_PROBLEMS_
• 1. In the blog posts below, what title does the entry dated Wednesday, May 7, 2014 carry?
• 2. Pick up the blog post on forgiveness and perception below and continue it from its final sentence.

_EXCERPT TO READ_
Im Here

Im Here

Sunday, July 20, 2014

I have to let go...it hurts more than you know

You waited til I walked out the door to say, you know I love you right. If you have to even say that then clearly I don't know. You abandoned me, you stood by a perception that was completely wrong. I envied how everyone went to links to help, protect, and listen to his lies. Even you.... you turned your head away from me when I needed you most. I'm not perfect, I have done wrong and I have acknowledged, corrected and came to terms for my wrongs. But I didn't deserve your Abandonment.  It hurts but I'm numb, cause even with all this I've been happier with one's who stayed. If you can't even listen then my heart stopped and flat lined to you. I have the family and friends that I need, love and who stand by ME. It's just hard to say good bye, maybe you will see one day, but then you can't revive that love you abandoned. I have to let go.... if you could only see

Wednesday, May 7, 2014

Perception

Im a person who believes in forgiveness. I don't believe in the type that says they forgive and they keep bringing up the past every time something goes wrong. To many times that has happened to me and I hated the feeling. People, individuals, can change. A past isn't forgotten but forgiven. So please do not question the people in my life right now, they are here for a reason.

Forgiveness is earned, I do believe. But, a relationship cant move forward until you truly forgive. This chapter of my life has been rough. People questioning my actions or what actions I did not take. Everyone easily jumps to believe, any rumors, because thats who I used to be. They don't pay attention to what my life has been about the past few years. Yes, I have made mistakes as a parent and or an individual. I take responsibility for what I have done wrong. I know, and the true people who have been around me know, what I haven't done. What I have learned the most is that the ones who have stood by me....Who have said 'yes you have made mistakes, but you are not these things' ...... are the ones that really see me. People will only see what they want to see, people will judge and make assumptions from what they hear from others mouths. Perception and judgement will show you quickly who surrounds you.

_RECORD LIST_
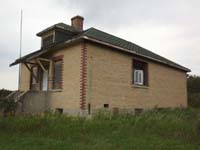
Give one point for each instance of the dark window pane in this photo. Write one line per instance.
(47, 41)
(57, 75)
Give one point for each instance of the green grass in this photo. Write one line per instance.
(167, 129)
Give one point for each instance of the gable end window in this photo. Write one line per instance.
(57, 73)
(47, 41)
(140, 73)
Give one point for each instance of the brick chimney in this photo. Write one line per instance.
(77, 22)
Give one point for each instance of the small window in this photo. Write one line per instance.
(47, 41)
(138, 111)
(59, 110)
(106, 105)
(57, 74)
(140, 73)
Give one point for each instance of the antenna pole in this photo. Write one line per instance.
(20, 50)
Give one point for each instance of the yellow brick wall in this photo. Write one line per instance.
(110, 82)
(69, 97)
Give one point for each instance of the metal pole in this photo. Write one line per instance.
(20, 51)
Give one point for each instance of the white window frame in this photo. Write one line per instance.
(139, 77)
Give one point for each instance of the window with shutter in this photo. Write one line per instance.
(140, 73)
(57, 74)
(34, 74)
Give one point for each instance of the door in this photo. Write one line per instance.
(45, 81)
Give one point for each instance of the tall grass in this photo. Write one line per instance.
(177, 123)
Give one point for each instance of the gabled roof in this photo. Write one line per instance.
(104, 38)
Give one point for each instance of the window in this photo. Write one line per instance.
(57, 74)
(140, 73)
(47, 41)
(139, 77)
(59, 110)
(106, 105)
(138, 111)
(34, 75)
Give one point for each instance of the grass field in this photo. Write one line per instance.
(152, 130)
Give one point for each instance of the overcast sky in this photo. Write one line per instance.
(170, 28)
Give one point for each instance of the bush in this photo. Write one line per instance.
(8, 106)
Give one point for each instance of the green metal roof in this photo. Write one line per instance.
(59, 26)
(107, 39)
(116, 41)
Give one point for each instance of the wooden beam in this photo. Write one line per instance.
(44, 59)
(31, 71)
(40, 64)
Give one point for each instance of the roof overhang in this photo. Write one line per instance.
(41, 52)
(134, 53)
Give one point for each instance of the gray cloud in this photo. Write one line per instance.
(169, 28)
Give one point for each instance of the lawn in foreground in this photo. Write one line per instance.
(149, 142)
(166, 130)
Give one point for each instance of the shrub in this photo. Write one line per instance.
(8, 106)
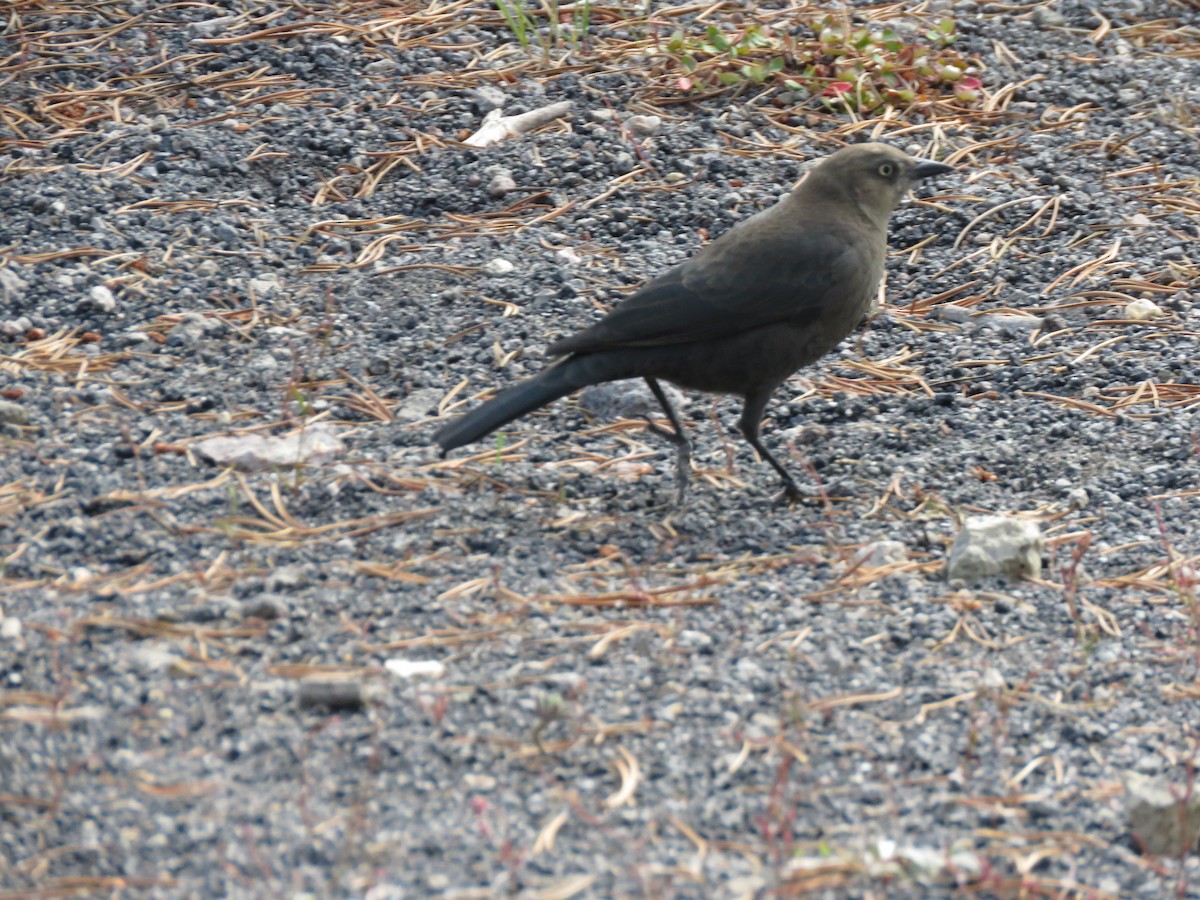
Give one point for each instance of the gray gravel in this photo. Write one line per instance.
(204, 675)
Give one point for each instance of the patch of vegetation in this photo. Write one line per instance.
(847, 66)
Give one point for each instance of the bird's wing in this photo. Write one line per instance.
(757, 277)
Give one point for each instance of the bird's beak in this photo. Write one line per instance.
(927, 168)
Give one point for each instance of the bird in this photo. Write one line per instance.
(773, 294)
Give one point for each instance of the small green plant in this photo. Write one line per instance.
(844, 65)
(523, 25)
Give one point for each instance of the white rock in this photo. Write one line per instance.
(995, 545)
(1141, 310)
(1161, 815)
(415, 667)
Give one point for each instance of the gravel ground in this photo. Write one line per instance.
(243, 219)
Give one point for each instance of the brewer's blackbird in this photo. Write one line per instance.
(774, 293)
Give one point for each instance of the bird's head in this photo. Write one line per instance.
(873, 177)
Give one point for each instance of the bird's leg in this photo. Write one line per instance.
(751, 413)
(683, 449)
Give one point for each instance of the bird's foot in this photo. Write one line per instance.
(789, 497)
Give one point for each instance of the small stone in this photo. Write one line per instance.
(501, 185)
(1143, 310)
(101, 299)
(1078, 498)
(498, 267)
(1047, 17)
(486, 97)
(331, 695)
(880, 553)
(1163, 816)
(995, 545)
(10, 283)
(642, 126)
(415, 667)
(12, 413)
(381, 67)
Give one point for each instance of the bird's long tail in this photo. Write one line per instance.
(544, 388)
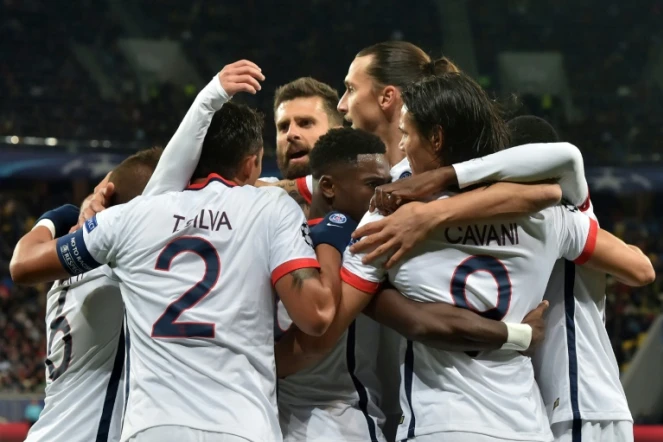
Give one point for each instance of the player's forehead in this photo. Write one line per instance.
(358, 70)
(373, 166)
(301, 107)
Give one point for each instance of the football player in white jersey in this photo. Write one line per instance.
(339, 398)
(85, 342)
(304, 109)
(201, 350)
(583, 396)
(473, 402)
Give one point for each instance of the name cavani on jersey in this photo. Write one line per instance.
(205, 220)
(483, 235)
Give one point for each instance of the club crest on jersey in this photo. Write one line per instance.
(338, 218)
(91, 224)
(306, 233)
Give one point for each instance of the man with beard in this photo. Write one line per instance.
(304, 110)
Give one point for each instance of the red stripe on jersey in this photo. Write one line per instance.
(314, 221)
(358, 282)
(584, 206)
(590, 245)
(303, 189)
(291, 266)
(211, 177)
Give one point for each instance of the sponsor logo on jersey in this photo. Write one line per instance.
(338, 218)
(91, 224)
(306, 234)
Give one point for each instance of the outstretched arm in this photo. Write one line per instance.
(410, 224)
(181, 155)
(447, 327)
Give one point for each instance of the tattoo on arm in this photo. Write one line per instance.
(300, 275)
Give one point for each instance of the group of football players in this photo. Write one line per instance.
(391, 287)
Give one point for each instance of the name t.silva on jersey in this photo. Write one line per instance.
(207, 219)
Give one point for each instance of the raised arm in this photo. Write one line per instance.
(182, 152)
(625, 262)
(451, 328)
(409, 224)
(300, 190)
(562, 162)
(38, 257)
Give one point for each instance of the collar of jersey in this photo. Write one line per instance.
(211, 178)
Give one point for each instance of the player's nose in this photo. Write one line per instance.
(293, 133)
(342, 106)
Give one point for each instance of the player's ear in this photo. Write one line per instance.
(326, 185)
(250, 169)
(437, 138)
(389, 97)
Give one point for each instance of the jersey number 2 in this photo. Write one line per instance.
(167, 326)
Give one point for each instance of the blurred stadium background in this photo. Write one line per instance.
(83, 83)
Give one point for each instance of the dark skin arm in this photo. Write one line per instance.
(35, 259)
(445, 326)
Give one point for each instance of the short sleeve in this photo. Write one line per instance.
(92, 245)
(576, 233)
(291, 247)
(364, 277)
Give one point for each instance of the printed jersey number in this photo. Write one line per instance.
(482, 263)
(59, 325)
(167, 326)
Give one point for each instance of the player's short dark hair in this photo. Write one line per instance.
(398, 63)
(528, 129)
(131, 176)
(306, 87)
(342, 146)
(471, 123)
(234, 134)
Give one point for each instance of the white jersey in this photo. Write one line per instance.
(583, 382)
(336, 399)
(85, 361)
(575, 367)
(197, 270)
(400, 170)
(500, 270)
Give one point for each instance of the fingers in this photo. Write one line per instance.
(371, 206)
(245, 79)
(543, 306)
(397, 256)
(369, 229)
(379, 251)
(242, 63)
(250, 71)
(367, 243)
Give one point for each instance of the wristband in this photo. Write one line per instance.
(519, 337)
(62, 219)
(48, 224)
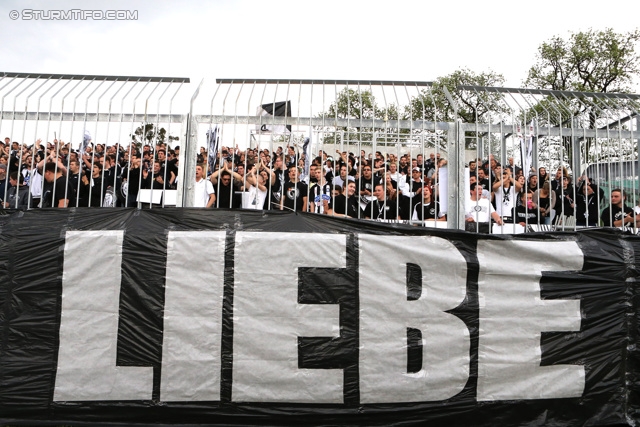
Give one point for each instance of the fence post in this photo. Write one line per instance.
(190, 158)
(455, 182)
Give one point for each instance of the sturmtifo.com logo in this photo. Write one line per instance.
(74, 15)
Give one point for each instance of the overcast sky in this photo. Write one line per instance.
(398, 40)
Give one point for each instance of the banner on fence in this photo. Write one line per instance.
(201, 316)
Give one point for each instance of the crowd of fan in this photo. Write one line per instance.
(55, 175)
(370, 186)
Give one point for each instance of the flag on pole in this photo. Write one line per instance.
(212, 147)
(277, 109)
(306, 149)
(526, 150)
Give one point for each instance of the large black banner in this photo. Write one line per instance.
(192, 316)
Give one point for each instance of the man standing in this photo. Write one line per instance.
(294, 195)
(618, 214)
(205, 195)
(381, 208)
(480, 211)
(504, 192)
(58, 193)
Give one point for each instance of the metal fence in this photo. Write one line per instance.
(391, 127)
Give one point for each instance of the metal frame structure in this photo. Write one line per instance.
(572, 129)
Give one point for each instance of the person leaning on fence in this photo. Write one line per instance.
(545, 199)
(4, 183)
(18, 194)
(480, 211)
(429, 209)
(57, 191)
(618, 214)
(505, 191)
(225, 196)
(294, 193)
(381, 208)
(565, 198)
(256, 194)
(345, 205)
(321, 200)
(586, 206)
(205, 195)
(526, 211)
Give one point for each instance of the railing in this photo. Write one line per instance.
(252, 121)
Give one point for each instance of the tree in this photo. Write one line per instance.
(149, 132)
(472, 106)
(590, 61)
(356, 105)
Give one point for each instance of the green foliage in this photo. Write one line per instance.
(356, 105)
(473, 106)
(590, 61)
(149, 133)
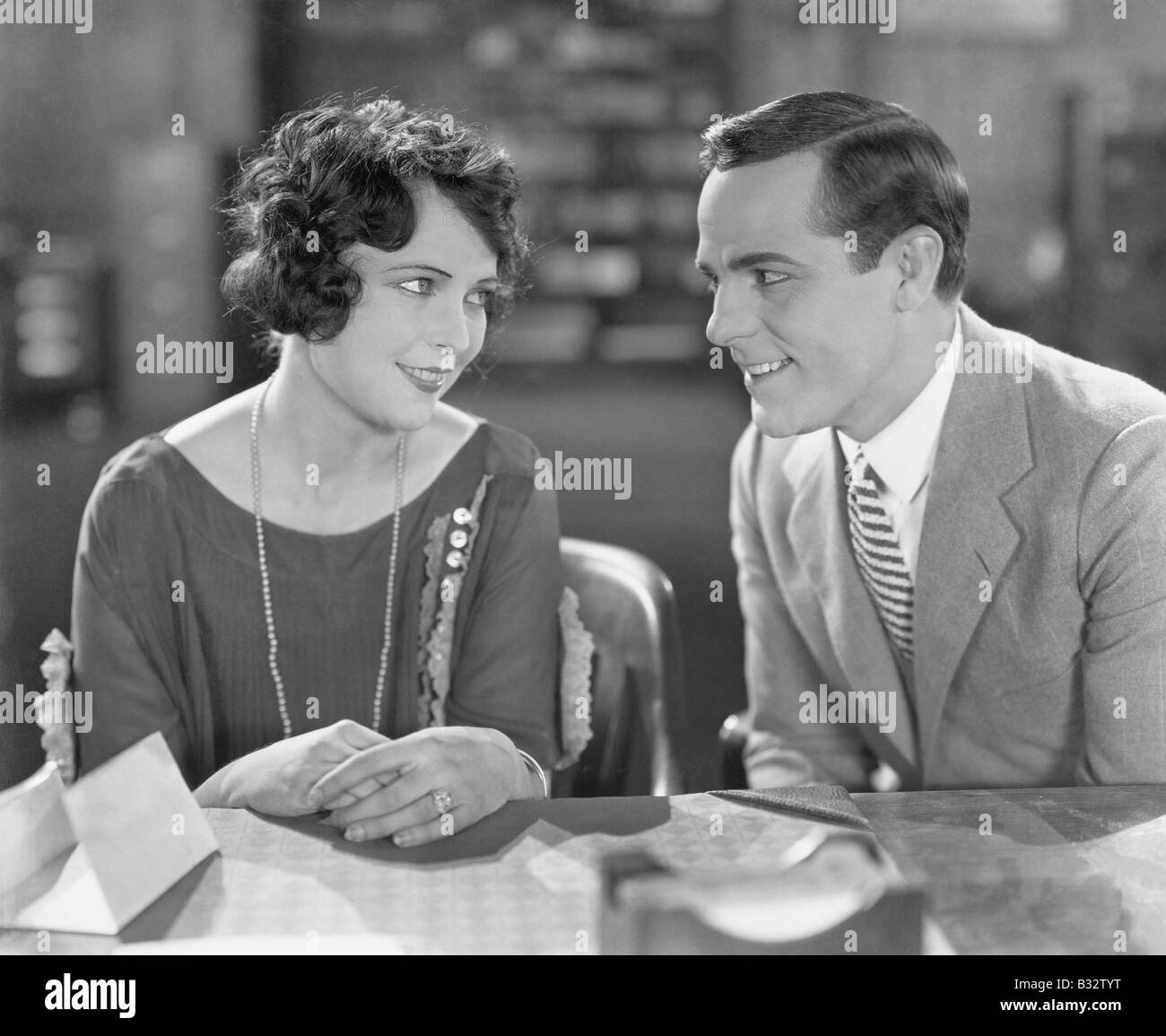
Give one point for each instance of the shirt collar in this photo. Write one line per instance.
(904, 450)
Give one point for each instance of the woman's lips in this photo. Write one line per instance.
(427, 379)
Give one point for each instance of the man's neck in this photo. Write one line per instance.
(897, 387)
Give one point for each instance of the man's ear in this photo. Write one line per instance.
(918, 255)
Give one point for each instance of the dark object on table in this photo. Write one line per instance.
(733, 737)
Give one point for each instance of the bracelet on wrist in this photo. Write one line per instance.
(532, 763)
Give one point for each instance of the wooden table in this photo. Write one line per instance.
(1027, 872)
(1060, 872)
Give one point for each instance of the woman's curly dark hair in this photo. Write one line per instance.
(344, 170)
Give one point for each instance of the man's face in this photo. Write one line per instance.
(817, 344)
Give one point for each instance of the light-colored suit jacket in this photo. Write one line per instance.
(1040, 595)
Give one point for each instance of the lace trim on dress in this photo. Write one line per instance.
(448, 550)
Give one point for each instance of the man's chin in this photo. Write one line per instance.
(778, 425)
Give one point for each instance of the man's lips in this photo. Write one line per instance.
(757, 371)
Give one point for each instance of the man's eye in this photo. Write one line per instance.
(770, 276)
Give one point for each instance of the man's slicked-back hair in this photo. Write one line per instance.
(883, 171)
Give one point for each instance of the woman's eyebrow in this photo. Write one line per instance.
(424, 266)
(490, 278)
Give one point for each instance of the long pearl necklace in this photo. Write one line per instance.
(272, 640)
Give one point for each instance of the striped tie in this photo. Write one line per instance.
(879, 558)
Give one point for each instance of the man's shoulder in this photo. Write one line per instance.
(1072, 393)
(1068, 395)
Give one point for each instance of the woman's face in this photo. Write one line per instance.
(420, 321)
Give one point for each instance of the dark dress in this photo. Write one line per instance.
(168, 616)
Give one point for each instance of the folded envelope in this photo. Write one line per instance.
(91, 857)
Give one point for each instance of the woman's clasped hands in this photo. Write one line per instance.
(423, 787)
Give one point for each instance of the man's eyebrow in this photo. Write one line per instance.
(489, 278)
(758, 258)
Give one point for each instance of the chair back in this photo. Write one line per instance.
(638, 689)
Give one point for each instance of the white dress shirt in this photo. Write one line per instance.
(904, 452)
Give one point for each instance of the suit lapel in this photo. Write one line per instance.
(820, 536)
(968, 536)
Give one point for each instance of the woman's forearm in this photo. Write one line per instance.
(222, 788)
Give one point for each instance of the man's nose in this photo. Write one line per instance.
(731, 321)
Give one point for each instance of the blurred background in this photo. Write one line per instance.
(607, 356)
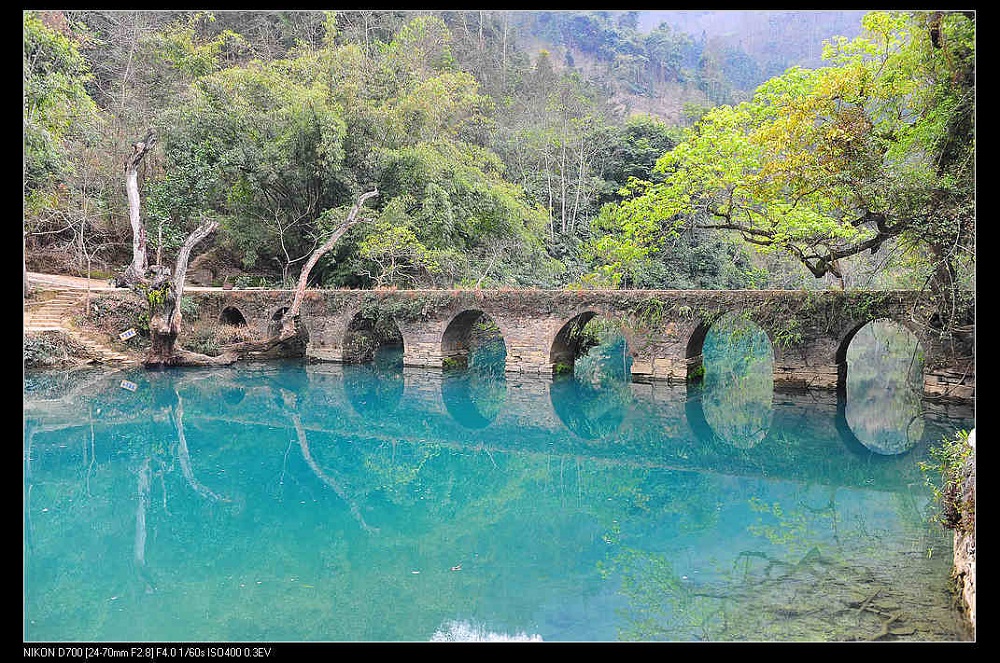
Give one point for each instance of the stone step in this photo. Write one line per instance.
(55, 314)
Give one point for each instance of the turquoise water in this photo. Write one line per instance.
(324, 502)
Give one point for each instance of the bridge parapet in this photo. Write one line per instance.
(809, 330)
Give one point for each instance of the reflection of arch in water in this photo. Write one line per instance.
(473, 340)
(880, 387)
(590, 411)
(374, 389)
(736, 390)
(474, 398)
(575, 340)
(368, 334)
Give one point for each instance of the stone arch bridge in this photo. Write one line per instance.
(664, 330)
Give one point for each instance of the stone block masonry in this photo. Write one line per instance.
(809, 331)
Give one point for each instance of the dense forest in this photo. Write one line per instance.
(548, 149)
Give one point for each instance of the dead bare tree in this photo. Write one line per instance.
(135, 273)
(164, 294)
(289, 337)
(289, 322)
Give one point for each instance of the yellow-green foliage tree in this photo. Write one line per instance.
(825, 164)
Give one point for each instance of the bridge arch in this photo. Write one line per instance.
(736, 385)
(369, 332)
(574, 340)
(232, 317)
(881, 384)
(469, 331)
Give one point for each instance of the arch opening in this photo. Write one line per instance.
(473, 340)
(736, 382)
(883, 387)
(592, 348)
(231, 316)
(373, 337)
(233, 328)
(474, 389)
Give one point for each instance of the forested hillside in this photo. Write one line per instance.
(544, 149)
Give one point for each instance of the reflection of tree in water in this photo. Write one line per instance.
(738, 387)
(810, 593)
(884, 385)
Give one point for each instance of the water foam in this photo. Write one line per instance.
(465, 631)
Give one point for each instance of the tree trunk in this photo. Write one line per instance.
(136, 271)
(164, 297)
(289, 322)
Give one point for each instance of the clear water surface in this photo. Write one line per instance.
(324, 502)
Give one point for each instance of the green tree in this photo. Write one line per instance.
(826, 164)
(55, 103)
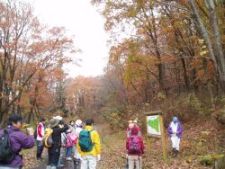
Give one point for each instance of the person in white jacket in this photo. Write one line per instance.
(77, 156)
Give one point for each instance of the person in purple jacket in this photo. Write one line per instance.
(175, 132)
(19, 141)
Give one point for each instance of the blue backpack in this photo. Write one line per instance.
(85, 142)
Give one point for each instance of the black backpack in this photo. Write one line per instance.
(6, 152)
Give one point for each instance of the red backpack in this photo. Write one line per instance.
(134, 145)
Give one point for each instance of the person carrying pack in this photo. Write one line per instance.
(135, 149)
(47, 139)
(12, 141)
(89, 146)
(77, 156)
(39, 136)
(58, 127)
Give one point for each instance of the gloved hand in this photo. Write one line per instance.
(98, 157)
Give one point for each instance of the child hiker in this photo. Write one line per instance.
(135, 149)
(175, 132)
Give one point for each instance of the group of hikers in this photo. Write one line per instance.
(77, 142)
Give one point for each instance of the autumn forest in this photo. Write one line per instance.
(164, 55)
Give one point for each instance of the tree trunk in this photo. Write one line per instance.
(218, 49)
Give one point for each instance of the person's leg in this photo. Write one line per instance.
(40, 148)
(67, 152)
(138, 162)
(92, 162)
(84, 163)
(50, 155)
(55, 159)
(130, 162)
(173, 140)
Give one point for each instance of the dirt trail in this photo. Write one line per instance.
(194, 144)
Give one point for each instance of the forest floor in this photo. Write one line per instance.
(199, 139)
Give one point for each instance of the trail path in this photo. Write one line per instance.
(193, 145)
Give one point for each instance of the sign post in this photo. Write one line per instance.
(155, 128)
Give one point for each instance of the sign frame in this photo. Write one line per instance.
(162, 129)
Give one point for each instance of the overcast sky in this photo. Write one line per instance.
(83, 21)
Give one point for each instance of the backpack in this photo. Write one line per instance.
(35, 134)
(6, 152)
(85, 142)
(134, 145)
(48, 142)
(71, 139)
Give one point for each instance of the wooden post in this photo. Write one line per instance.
(163, 137)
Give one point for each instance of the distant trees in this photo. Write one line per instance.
(170, 46)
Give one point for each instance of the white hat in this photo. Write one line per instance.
(78, 122)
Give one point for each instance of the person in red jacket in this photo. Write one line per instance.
(135, 149)
(39, 139)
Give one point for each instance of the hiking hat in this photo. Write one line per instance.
(53, 122)
(78, 122)
(58, 118)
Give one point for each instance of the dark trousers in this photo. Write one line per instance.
(53, 155)
(40, 148)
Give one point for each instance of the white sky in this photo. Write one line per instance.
(82, 20)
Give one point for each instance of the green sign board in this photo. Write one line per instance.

_ANSWERS FOR THE EXERCISE_
• 1. Perception

• 2.
2 Corinthians 12: 9-10

But he said to me, "My grace is sufficient for you, for my power is made perfect in weakness." Therefore I will boast all the more gladly about my weaknesses, so that Christ's power may rest on me.  That is why, for Christ's sake, I delight in weaknesses, in insults, in hardships, in persecutions, in difficulties. For when I am weak, then I am strong.

Sunday, March 17, 2013

See Me

I wonder when you see me
Do you just come when I don't notice?
Are you there for the moments when 'I say you would be proud'
Do you appear when I'm asking for strength
Can you feel when my heart is heavy
Does my voice carry you to wherever I am
Can you come unexpected, so I know you care
Will you stay away, so I miss you
Why do you stay invisible when I feel you near
You are not a part of me.....
But I'm the part of you , you left to finish
Are the answers placed, by you, in my dreams
The promise we made; was made in time......
......For you to See Me

Goodbye written Dec 2012

If you had the chance to say good bye...would you tell them how much you love them. Or would you bargain with every apology that crossed your mind. Would you laugh and tell 'remember when...' stories just to ease your mind.
If you had the chance to say goodbye... would silence be your strength;
Or would crying ease the pain.
If you had a chance to say goodbye would you mend all the hurt that once stood in the way; or try to understand why.
Would you try to buy more time or accept the future;
Will just a goodbye suffice.
If you had the chance to say goodbye to me, what would you say?
Would it leave me vulnerable to never regain.
Would you make me keep a promise?
Or will you just make it short and sweet and say...... see ya later.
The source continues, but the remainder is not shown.